**Problem statement:** For the entries below, say how many lines include the word "outline" and add nothing else.

····················

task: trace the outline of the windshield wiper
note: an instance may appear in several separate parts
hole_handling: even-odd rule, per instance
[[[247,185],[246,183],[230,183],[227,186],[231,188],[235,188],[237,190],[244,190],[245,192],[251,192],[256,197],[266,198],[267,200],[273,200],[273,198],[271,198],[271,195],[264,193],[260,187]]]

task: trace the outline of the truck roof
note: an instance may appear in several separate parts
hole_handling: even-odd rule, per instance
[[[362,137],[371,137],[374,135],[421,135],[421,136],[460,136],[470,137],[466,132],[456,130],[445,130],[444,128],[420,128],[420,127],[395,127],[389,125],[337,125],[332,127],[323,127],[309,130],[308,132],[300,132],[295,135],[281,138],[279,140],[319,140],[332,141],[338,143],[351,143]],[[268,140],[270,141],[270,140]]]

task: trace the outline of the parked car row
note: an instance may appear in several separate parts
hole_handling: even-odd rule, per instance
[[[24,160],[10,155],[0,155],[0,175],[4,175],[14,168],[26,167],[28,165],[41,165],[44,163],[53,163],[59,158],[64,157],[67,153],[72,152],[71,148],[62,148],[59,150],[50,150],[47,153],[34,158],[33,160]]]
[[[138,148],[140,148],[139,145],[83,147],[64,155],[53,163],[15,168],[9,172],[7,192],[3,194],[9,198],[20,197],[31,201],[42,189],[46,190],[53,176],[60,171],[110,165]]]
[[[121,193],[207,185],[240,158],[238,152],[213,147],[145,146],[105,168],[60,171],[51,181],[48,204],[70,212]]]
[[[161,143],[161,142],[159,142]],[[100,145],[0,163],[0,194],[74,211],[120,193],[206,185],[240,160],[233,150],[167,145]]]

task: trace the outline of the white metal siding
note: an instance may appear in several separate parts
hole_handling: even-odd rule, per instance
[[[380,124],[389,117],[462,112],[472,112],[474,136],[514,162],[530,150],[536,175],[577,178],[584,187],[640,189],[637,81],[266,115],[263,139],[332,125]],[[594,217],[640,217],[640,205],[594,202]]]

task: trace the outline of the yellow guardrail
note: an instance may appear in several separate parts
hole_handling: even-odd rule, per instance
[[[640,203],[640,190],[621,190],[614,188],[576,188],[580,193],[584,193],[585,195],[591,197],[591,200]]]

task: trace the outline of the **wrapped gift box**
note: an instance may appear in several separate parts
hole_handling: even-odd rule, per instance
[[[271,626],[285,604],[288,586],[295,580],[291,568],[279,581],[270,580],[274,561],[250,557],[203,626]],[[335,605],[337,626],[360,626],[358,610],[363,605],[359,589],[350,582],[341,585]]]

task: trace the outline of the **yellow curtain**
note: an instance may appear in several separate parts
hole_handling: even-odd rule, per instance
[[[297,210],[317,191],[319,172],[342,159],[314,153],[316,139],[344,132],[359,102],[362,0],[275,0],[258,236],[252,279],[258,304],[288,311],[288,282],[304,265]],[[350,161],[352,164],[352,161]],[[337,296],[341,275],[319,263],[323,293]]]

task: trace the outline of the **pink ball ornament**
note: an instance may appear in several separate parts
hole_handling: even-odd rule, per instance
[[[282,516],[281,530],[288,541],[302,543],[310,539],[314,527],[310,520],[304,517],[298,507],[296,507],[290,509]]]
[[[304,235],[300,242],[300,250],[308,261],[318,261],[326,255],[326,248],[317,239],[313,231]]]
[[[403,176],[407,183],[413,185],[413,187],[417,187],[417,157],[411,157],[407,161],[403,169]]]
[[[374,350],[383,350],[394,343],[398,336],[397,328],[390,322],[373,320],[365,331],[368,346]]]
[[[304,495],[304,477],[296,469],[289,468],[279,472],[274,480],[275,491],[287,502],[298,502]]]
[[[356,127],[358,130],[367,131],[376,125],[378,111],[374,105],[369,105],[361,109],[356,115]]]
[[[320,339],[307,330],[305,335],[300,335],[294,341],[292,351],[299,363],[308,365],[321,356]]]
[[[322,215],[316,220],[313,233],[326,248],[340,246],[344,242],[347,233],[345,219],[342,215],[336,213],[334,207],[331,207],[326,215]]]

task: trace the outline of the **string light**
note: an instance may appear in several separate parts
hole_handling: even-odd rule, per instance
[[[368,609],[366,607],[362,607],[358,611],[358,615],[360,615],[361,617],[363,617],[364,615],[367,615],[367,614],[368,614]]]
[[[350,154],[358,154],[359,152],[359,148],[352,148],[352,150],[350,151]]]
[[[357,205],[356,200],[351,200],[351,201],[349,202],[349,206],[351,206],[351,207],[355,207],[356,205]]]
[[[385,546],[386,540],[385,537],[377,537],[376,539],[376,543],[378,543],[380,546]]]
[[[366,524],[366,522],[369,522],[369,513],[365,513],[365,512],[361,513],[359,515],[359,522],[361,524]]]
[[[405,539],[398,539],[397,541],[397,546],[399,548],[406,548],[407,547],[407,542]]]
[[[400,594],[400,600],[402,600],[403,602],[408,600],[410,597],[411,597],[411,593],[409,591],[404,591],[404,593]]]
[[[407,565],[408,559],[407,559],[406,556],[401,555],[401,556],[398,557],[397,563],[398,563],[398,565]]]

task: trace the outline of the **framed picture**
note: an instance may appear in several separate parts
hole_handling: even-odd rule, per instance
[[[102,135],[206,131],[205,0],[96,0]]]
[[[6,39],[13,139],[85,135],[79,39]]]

····················

**Solution for this problem:** 10